• _INPUT ROWS_
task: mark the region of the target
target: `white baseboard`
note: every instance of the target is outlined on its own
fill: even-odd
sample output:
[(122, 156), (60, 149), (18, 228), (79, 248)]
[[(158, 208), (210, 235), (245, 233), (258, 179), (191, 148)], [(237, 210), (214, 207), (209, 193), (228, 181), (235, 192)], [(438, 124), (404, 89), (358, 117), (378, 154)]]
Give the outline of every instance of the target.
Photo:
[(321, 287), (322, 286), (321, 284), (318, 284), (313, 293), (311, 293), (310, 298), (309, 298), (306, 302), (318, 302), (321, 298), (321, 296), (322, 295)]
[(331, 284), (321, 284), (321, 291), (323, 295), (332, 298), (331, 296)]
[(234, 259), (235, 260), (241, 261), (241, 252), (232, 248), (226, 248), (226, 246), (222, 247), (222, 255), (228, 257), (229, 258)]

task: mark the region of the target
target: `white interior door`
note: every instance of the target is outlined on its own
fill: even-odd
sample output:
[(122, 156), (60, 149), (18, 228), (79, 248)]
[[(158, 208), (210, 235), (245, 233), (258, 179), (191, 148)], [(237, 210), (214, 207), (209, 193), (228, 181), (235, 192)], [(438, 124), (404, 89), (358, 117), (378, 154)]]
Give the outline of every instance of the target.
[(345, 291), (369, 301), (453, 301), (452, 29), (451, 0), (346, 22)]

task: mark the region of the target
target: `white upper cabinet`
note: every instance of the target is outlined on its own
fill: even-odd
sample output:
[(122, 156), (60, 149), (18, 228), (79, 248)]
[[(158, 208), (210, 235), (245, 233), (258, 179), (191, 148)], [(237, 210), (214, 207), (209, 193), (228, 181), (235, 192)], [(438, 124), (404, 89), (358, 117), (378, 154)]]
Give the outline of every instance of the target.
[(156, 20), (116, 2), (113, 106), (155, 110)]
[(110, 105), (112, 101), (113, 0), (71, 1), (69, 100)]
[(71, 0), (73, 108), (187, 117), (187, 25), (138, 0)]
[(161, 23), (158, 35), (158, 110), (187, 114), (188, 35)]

• _SHORT TASK_
Rewrite every line of the listing above with "white" changed to "off-white", and leave everything else as it is.

• _THE ANSWER_
task: mark the region of the target
target: `off-white baseboard`
note: every instance of the target is outlined on its own
fill: even-odd
sample output:
[(122, 156), (60, 149), (18, 228), (79, 248)]
[[(158, 208), (210, 235), (245, 233), (258, 179), (191, 148)], [(237, 210), (214, 207), (209, 193), (228, 181), (235, 192)], [(438, 124), (404, 89), (358, 117), (378, 154)]]
Give the outline of every instance of the target.
Photo:
[(321, 287), (322, 286), (321, 284), (318, 284), (313, 293), (311, 293), (310, 298), (309, 298), (306, 302), (318, 302), (321, 298), (321, 296), (322, 295)]
[(331, 284), (321, 284), (321, 291), (323, 295), (332, 298), (331, 296)]
[(234, 259), (235, 260), (241, 261), (241, 252), (232, 248), (226, 248), (226, 246), (222, 247), (222, 255), (228, 257), (229, 258)]

task: mark the region of the target
target: `off-white interior door`
note: every instance of the target is outlined on its own
fill: even-odd
sample output:
[(122, 156), (60, 149), (18, 228), (79, 248)]
[[(158, 208), (210, 235), (245, 233), (258, 179), (191, 148)], [(237, 210), (214, 207), (209, 193), (228, 181), (235, 192)], [(438, 124), (404, 89), (358, 117), (378, 154)]]
Give the outline of every instance of the target.
[(345, 291), (369, 301), (453, 301), (452, 29), (451, 0), (346, 22)]

task: mark the region of the target
target: `off-white upper cabinet`
note: every instance of the target is outlined on its own
fill: even-odd
sample output:
[(122, 156), (60, 149), (18, 228), (79, 248)]
[[(158, 208), (210, 235), (245, 233), (258, 179), (191, 148)], [(237, 210), (214, 207), (209, 193), (228, 181), (235, 192)], [(438, 124), (404, 89), (358, 117), (378, 154)]]
Give the outline of every instance of the target.
[(156, 20), (116, 2), (113, 106), (155, 110)]
[(110, 105), (112, 101), (113, 0), (71, 1), (69, 100)]
[(71, 0), (73, 108), (187, 117), (187, 25), (138, 0)]
[(161, 23), (158, 35), (158, 110), (187, 114), (188, 35)]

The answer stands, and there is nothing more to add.